■ Request ■
Retype every one of the entries below word for word, leaving out the pictures.

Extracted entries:
━━━━━━━━

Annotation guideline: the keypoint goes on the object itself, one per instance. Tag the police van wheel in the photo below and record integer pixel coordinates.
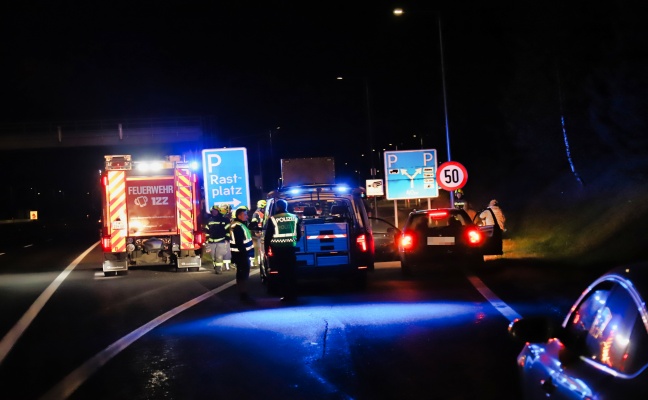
(360, 280)
(272, 286)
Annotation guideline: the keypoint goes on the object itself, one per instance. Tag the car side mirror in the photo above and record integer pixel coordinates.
(533, 329)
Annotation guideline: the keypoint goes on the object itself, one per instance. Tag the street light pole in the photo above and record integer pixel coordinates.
(445, 100)
(399, 12)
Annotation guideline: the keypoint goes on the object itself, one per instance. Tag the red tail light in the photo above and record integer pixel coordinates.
(105, 243)
(199, 238)
(474, 236)
(407, 241)
(361, 241)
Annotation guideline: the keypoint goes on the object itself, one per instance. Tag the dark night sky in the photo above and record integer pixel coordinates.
(250, 67)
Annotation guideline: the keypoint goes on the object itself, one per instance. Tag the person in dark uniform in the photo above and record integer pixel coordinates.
(242, 251)
(217, 234)
(282, 234)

━━━━━━━━

■ Output for this task ■
Annotation guideline: the keypoint goes on the object itself, one per instance. Tag the police van wheel in the photo below and record integer pixel coordinates.
(360, 280)
(272, 286)
Annotation guideline: the keypoint goes on the object itself, one per instance. Tag the car side mirror in the photo above and record integer pixel coordinates.
(533, 329)
Annotation guideline: the keypoint goes on the object itself, one per instance. Tag the street light pole in the photo above and record integer pixel coordinates.
(445, 100)
(399, 12)
Annotation guideline: the keypoint goes on the object itself, one per instance. Tag the red tail light in the photo above and record integer pixel coordinates.
(105, 243)
(199, 238)
(474, 236)
(407, 241)
(361, 241)
Annotation guideline: the keypoint goes on the object itself, one per instance. Tag the dark night sky in the photo above and record integer pixel coordinates.
(250, 67)
Annotation guideline: the keypoint goes on the object itself, one per instance. Tag the person in dark uniform in the photo above and record integer pixel coordinates.
(242, 251)
(217, 234)
(282, 234)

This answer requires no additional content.